Dê continuidade ao texto sobre condenações por homicídio sem cadáver e o caso Dana de Teffé, começando logo após a última frase apresentada.

* **TRECHO SELECIONADO**
= = = =

Alguns desses casos já chegaram ao STF, que teve entendimento semelhante, de possibilidade de condenação por homicídio mesmo sem o cadáver, em diferentes decisões, como os julgamentos de um habeas corpus em 2002 e outro em 2009.

O caso de Dana de Teffé

Ainda que amparados pela legislação e pacificados pelo STF, julgamentos sem o corpo ainda causam polêmica entre os especialistas. Para Manso, estas condenações têm uma "questão perigosa".

"Você encontra casos de condenação apoiados apenas em indícios muito fortes, o que não é adequado, porque é preciso pelo menos uma prova robusta", avalia o advogado. "Por exemplo: prova-se que a vítima foi ameaçada por tal pessoa e que esta foi a última a ser vista com ela. São indícios fortes, mas isso não quer dizer que ela tenha matado. Acredito que tenha de haver uma prova minimamente certa", afirma Manso.

Este foi o entendimento do júri por três vezes em um dos mistérios policiais mais famosos do Brasil nos anos 1960: o desaparecimento da milionária Dana de Teffé. Em 1961, a imigrante da antiga Tchecoslováquia passava por uma separação no Brasil, onde vivia, quando desapareceu durante uma viagem do Rio de Janeiro para São Paulo. Ela estava com seu advogado, Leopoldo Heitor Andrade Mendes, com quem supostamente tinha um caso.

Preso, Mendes contou diferentes histórias, entre elas que Dana havia sido sequestrada por comunistas. Ele foi condenado a 35 anos de prisão por latrocínio, mas recorreu. O TJ-RJ (Tribunal de Justiça do Rio de Janeiro) entendeu que ele deveria ser julgado por "homicídio qualificado" e anulou a decisão.

= = = =

* **DADOS DISPONÍVEIS**

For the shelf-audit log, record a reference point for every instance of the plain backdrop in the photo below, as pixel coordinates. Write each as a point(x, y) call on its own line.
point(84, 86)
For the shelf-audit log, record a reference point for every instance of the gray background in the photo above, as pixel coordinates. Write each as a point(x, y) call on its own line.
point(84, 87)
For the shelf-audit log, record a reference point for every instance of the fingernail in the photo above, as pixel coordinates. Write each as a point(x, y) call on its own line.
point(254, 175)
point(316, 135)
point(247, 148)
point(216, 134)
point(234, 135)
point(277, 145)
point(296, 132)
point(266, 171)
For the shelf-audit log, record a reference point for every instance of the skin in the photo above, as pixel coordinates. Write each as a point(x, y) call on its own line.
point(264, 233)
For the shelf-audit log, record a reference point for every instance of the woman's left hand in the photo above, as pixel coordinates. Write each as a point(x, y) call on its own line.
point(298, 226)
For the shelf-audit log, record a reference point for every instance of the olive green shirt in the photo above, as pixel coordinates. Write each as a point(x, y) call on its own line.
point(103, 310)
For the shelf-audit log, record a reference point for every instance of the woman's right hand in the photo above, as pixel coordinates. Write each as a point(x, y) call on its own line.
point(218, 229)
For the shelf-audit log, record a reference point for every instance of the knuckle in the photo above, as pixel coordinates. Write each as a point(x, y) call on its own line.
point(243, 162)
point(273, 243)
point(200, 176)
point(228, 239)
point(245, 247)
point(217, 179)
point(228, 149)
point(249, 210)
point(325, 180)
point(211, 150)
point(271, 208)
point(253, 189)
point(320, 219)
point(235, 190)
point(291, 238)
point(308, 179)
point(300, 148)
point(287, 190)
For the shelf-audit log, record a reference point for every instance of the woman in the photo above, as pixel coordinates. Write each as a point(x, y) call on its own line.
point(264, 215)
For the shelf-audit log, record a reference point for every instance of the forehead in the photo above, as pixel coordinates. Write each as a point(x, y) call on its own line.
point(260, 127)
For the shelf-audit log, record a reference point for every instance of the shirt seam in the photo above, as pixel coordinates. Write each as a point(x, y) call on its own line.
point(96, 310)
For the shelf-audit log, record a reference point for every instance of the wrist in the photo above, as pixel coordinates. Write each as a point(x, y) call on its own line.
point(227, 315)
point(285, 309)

= = = =

* **SUA RESPOSTA**
Ele foi a júri popular três vezes (1966, 1969 e 1971) e foi absolvido em todos os julgamentos. Embora ele tenha sido a última pessoa a vê-la e tenha contado diferentes versões sobre a viagem, a defesa se apoiou na ausência do corpo.

A promotoria tentou reabrir o processo em 1974, mas não foi autorizada por falta de provas. O crime prescreveu em 1981. O corpo de Dana nunca foi encontrado.

"Não se pode desconsiderar: em Tribunal de Júri, o réu é julgado por pessoas leigas, a própria legislação diz que é para eles julgarem com seu sentimento de justiça. Então, o que conta é linguagem, a forma como cada um trabalha as provas e indícios", argumenta Manso. "O perigo da coisa é que há uma dedução de que a vítima morreu, mas não há um grau completo de certeza."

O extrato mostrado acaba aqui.